- [Excerpts of bounding box data]:
● ● ● ● ●
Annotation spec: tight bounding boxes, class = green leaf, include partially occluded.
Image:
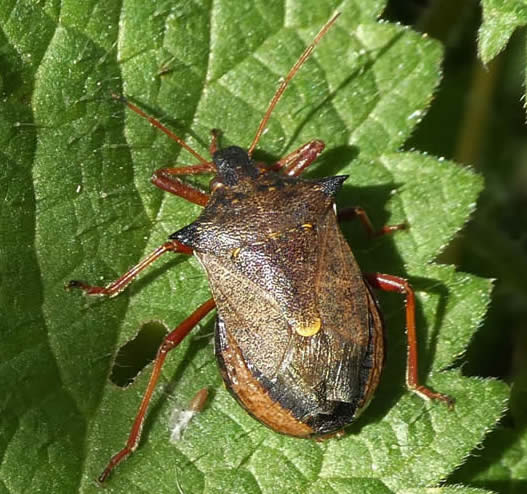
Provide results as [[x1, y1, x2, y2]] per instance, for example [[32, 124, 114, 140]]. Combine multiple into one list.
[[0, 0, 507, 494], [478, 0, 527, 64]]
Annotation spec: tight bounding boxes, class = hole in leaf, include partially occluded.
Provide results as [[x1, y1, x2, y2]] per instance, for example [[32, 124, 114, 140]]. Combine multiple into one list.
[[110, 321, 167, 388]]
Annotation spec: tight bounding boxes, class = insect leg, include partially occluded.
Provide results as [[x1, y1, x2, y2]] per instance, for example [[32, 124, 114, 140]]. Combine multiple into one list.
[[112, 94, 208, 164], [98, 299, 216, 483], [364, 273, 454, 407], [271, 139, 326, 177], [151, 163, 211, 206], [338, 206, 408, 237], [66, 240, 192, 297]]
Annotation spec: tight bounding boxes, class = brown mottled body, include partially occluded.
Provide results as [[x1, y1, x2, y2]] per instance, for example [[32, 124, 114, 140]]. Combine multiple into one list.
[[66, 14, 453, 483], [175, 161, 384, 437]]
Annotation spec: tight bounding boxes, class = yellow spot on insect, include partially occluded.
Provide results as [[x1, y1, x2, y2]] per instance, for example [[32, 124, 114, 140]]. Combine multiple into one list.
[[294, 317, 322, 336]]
● ● ● ● ●
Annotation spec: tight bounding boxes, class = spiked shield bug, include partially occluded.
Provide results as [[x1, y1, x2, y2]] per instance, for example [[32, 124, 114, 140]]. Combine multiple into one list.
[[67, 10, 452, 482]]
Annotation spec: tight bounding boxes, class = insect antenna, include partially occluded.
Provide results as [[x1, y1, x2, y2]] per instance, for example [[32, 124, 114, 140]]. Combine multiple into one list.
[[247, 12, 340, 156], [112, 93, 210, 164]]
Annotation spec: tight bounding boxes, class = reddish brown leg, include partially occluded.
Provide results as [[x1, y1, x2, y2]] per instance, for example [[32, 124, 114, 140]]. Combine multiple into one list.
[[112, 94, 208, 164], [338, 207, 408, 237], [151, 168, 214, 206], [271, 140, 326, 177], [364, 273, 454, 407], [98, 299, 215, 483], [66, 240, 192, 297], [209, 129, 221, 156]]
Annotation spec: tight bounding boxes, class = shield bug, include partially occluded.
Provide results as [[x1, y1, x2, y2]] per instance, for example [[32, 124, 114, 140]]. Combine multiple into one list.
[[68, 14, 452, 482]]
● ● ● ● ●
Copy out, word for word, the part of the entries that opens with the line containing "Annotation spec: tight bounding boxes, class = shield" and closes with the line containing "[[68, 14, 452, 482]]", including both of those lines.

- [Solution below]:
Annotation spec: tight bounding boxes, class = shield bug, include partially occluded.
Provide results as [[x1, y1, x2, y2]] per instance, for example [[32, 124, 114, 140]]. Combine multiple into one list.
[[68, 14, 452, 482]]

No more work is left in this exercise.